Буддийская философия мысли — страница 39 из 50

[195]. И наконец, можно снова вернуться к чисто относительной интерпретации дхармы как «чистого» состояния сознания, в смысле которого сознание (или мысль) интерпретирует себя, и только тогда мы можем понимать дхарму как термин метатеории сознания, снова утрачивающий всякую мыслимую «вещность». В последнем случае эта «вещность» перешла бы к мысли, как мы видим это позже в буддизме ваджраяны.

6.4. Не очевидно ли, что никакая теория знания не возможна без особой рефлексии над познающей личностью как независимой сущностью?[196]6 Или же, выражая это немного иначе, никакая эпистемология не возможна, пока не завершен процесс рефлексии над субъектом знания (посредством которого субъект находит свое место не только за пределами знания, но и за пределами самого рефлексивного процесса). Но в буддизме он не завершен, не говоря уже об Абхидхамме, где все рефлексивные процедуры находят свое место под рубриками нескольких дхамм.

6.5. В целом я склоняюсь к мысли, что для нашего понимания буддийской философии как системы (разумеется, это не означает, что она является системой сама по себе) или, скажем, для систематического развития нашего собственного метафилософского ее понимания было бы интересно представлять ее имеющей как бы три точки входа: мысль (и/или сознание), дхарму (состояние сознания) и объект. Это, конечно, не следует понимать в том смысле, что таковой в основном и была истинная схема самой буддийской философии, ведь я сейчас предлагаю не более чем схему нашего понимания «объекта» под названием «буддийская философия». Каждое из этих понятий можно использовать в отношении другого или как метапонятие, или даже как вещь (при условии, что в последнем случае возможны и положительные, и отрицательные интерпретации). Таким образом, посредством этой «триады» можно было бы описывать или, по крайней мере, сделать описуемой всю область теории дхарм.

◆ Список записей
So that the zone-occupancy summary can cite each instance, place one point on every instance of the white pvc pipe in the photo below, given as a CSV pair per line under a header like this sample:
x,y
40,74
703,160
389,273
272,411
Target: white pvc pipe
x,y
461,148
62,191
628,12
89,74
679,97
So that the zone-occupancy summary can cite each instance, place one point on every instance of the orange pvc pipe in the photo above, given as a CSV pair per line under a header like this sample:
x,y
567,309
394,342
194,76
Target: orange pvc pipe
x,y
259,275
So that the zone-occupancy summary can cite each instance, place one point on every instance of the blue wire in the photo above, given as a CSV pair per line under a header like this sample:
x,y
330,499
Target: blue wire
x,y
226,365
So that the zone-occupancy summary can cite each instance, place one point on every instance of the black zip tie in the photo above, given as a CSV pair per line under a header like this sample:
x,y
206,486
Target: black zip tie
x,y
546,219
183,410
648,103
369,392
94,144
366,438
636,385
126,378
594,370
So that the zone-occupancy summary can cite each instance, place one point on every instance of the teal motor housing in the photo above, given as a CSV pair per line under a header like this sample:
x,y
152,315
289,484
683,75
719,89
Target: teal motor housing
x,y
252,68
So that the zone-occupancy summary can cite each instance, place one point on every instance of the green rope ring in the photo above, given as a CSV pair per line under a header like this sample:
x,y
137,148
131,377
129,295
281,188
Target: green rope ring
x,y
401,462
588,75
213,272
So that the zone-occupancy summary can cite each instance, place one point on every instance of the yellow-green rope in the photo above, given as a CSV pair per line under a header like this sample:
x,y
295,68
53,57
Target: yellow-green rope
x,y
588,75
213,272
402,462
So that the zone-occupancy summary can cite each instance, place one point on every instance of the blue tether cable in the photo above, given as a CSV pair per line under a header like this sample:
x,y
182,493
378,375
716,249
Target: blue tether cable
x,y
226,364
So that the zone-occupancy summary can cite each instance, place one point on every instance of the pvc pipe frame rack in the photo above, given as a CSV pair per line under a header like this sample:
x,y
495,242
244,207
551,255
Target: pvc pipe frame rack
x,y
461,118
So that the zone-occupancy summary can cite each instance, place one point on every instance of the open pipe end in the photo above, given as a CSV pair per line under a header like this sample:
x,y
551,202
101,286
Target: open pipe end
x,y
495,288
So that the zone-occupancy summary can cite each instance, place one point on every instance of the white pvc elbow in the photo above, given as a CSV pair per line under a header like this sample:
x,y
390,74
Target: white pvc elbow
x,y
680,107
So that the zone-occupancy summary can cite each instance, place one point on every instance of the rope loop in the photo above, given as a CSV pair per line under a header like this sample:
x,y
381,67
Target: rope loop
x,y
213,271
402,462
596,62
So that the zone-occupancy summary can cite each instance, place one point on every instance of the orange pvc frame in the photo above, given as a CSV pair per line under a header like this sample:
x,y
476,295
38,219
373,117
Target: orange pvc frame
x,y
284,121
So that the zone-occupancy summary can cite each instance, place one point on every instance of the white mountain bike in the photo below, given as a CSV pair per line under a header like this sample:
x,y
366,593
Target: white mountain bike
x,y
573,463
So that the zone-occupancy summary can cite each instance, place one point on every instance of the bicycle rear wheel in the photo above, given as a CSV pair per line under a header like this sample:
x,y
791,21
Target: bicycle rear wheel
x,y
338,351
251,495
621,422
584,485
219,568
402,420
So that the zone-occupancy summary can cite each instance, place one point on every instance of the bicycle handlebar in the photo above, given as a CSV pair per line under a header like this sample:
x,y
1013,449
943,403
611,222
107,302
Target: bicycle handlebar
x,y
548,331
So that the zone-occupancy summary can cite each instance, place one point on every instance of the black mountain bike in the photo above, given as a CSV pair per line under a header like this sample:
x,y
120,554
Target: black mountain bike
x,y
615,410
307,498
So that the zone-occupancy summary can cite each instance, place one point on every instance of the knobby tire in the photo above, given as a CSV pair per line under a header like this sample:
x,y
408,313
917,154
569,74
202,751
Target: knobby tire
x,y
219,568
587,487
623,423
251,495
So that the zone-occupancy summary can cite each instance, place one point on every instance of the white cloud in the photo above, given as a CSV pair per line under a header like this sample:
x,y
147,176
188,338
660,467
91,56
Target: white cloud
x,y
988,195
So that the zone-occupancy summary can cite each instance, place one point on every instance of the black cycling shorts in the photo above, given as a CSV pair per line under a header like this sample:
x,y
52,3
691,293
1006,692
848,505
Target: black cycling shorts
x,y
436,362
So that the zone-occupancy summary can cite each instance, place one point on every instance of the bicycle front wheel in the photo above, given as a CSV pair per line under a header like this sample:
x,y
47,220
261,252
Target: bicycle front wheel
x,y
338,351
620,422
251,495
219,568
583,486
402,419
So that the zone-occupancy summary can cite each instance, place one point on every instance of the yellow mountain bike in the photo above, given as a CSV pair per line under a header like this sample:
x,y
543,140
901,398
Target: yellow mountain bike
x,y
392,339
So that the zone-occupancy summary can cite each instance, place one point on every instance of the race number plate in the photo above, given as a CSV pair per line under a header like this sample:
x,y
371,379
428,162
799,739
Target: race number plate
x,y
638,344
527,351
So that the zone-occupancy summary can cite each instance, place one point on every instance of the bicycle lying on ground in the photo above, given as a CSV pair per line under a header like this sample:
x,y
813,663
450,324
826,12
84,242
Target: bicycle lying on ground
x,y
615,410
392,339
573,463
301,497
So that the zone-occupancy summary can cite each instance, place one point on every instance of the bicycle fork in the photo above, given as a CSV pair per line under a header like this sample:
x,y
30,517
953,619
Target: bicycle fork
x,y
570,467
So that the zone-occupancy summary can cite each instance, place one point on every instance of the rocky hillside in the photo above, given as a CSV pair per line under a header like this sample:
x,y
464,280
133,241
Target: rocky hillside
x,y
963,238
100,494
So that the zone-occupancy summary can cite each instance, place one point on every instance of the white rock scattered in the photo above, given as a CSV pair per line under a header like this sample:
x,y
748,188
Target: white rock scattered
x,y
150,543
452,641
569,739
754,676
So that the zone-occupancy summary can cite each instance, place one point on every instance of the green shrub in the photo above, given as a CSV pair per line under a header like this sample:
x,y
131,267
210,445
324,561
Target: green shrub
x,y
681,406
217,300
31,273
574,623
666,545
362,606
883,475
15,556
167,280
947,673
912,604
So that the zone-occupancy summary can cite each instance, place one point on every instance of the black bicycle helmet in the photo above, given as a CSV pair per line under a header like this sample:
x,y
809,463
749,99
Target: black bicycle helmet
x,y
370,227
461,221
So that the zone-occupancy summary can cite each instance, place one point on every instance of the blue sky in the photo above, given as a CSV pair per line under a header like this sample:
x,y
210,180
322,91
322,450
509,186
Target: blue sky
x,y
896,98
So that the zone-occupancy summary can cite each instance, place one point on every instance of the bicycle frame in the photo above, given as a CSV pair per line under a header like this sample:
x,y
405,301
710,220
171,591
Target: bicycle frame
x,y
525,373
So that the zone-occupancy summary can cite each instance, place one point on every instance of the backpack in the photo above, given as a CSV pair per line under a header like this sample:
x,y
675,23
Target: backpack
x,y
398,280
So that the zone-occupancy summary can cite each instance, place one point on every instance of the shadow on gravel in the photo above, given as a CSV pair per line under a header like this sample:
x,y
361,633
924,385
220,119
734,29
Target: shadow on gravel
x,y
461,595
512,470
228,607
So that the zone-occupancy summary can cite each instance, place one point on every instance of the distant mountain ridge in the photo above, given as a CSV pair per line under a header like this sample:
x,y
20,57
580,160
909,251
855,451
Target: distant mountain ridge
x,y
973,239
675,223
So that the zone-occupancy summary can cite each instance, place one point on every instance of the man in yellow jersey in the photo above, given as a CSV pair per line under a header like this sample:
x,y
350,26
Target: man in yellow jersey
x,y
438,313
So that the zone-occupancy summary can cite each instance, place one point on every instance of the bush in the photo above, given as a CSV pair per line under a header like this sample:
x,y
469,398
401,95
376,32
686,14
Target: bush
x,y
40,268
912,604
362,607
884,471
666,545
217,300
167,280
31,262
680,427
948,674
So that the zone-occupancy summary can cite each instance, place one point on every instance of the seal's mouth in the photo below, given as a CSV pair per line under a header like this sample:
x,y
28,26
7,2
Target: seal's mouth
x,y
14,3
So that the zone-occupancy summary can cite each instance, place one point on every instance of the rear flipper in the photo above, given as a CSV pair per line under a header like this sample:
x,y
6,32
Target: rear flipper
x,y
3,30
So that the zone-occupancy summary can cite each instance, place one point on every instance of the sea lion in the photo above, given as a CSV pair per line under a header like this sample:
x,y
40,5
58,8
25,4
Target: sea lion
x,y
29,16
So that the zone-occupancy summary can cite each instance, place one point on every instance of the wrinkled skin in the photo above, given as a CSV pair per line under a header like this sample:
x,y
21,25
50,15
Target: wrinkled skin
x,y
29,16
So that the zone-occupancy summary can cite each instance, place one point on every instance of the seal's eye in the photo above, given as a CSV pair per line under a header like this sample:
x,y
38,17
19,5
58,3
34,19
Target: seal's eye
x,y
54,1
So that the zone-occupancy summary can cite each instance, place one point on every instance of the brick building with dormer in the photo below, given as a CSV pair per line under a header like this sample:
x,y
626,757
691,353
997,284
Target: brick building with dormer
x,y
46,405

◆ Что сделать
Какие три точки входа в буддийскую философию предлагаются в отрывке о буддийской философии мысли?

◆ Ответ к заданию
Мысль (и/или сознание), дхарма (состояние сознания) и объект.